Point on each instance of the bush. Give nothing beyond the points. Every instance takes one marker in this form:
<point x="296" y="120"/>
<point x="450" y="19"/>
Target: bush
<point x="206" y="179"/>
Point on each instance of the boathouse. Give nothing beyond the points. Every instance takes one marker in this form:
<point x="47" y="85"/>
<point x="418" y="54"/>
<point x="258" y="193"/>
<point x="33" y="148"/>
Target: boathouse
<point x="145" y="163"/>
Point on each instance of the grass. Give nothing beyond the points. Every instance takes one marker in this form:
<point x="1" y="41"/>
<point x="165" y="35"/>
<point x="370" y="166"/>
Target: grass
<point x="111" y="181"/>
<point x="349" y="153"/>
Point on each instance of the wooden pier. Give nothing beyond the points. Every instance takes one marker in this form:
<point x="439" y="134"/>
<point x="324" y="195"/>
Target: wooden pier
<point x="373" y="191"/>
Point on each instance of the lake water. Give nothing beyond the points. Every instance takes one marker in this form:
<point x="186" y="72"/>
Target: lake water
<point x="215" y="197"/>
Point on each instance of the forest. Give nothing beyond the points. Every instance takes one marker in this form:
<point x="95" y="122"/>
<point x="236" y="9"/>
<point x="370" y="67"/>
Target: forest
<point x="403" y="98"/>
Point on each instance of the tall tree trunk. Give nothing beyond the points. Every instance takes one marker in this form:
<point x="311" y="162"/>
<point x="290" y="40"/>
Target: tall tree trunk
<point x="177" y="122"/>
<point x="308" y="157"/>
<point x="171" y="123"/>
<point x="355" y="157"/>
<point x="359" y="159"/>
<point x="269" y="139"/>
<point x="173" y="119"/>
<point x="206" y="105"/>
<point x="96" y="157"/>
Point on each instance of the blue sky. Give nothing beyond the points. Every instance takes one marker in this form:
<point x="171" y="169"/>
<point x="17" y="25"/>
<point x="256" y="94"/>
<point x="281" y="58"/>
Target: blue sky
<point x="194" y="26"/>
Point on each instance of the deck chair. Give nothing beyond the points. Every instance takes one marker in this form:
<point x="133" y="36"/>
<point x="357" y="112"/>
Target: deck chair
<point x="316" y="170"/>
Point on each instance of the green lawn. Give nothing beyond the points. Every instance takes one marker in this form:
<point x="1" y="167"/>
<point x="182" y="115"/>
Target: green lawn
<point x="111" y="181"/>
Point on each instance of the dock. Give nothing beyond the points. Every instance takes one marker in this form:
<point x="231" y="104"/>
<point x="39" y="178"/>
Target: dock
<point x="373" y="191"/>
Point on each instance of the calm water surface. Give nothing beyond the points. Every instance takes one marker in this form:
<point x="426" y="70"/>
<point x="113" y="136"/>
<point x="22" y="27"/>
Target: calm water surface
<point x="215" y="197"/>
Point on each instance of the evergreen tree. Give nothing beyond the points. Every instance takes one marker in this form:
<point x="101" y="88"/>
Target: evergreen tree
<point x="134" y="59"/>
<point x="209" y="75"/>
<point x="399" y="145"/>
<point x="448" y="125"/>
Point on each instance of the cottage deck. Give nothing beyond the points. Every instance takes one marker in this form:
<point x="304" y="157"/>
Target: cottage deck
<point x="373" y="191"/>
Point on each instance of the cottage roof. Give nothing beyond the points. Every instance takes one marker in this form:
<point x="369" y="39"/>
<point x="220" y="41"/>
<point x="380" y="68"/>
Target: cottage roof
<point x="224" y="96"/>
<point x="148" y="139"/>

## INSTRUCTION
Could you reproduce the material from the line containing "Point on each instance of the green" through its end, keeping every request line as it stands but adding 57 to each x and y coordinate in the answers?

## RESPONSE TO THE EXERCISE
Point on each instance of the green lawn. Give nothing beyond the points. Every instance takes one marker in this form:
<point x="1" y="167"/>
<point x="182" y="115"/>
Target: green lawn
<point x="168" y="238"/>
Point on each instance of the dock. Give nothing beyond the points. Every instance takes one marker in this form:
<point x="231" y="104"/>
<point x="39" y="178"/>
Target: dock
<point x="430" y="248"/>
Point on each instance of the calm water surface. Give nothing beyond the points. Every instance takes one marker in this form:
<point x="426" y="70"/>
<point x="113" y="136"/>
<point x="22" y="27"/>
Target: calm water surface
<point x="272" y="254"/>
Point on each instance of the evergreen tree. Give nothing beyond the points. Every instance takes one marker in this form:
<point x="101" y="88"/>
Target: evergreen tree
<point x="191" y="116"/>
<point x="266" y="132"/>
<point x="456" y="202"/>
<point x="505" y="182"/>
Point on each instance of the cottage deck. Give nothing beyond the points. Every instance takes one marker in this form:
<point x="304" y="157"/>
Target: cottage deck
<point x="430" y="248"/>
Point on each instance of the cottage roof. Give nothing beyond the points. Every instance takes one marker in this form:
<point x="369" y="39"/>
<point x="220" y="41"/>
<point x="380" y="68"/>
Target: cottage roof
<point x="281" y="153"/>
<point x="205" y="196"/>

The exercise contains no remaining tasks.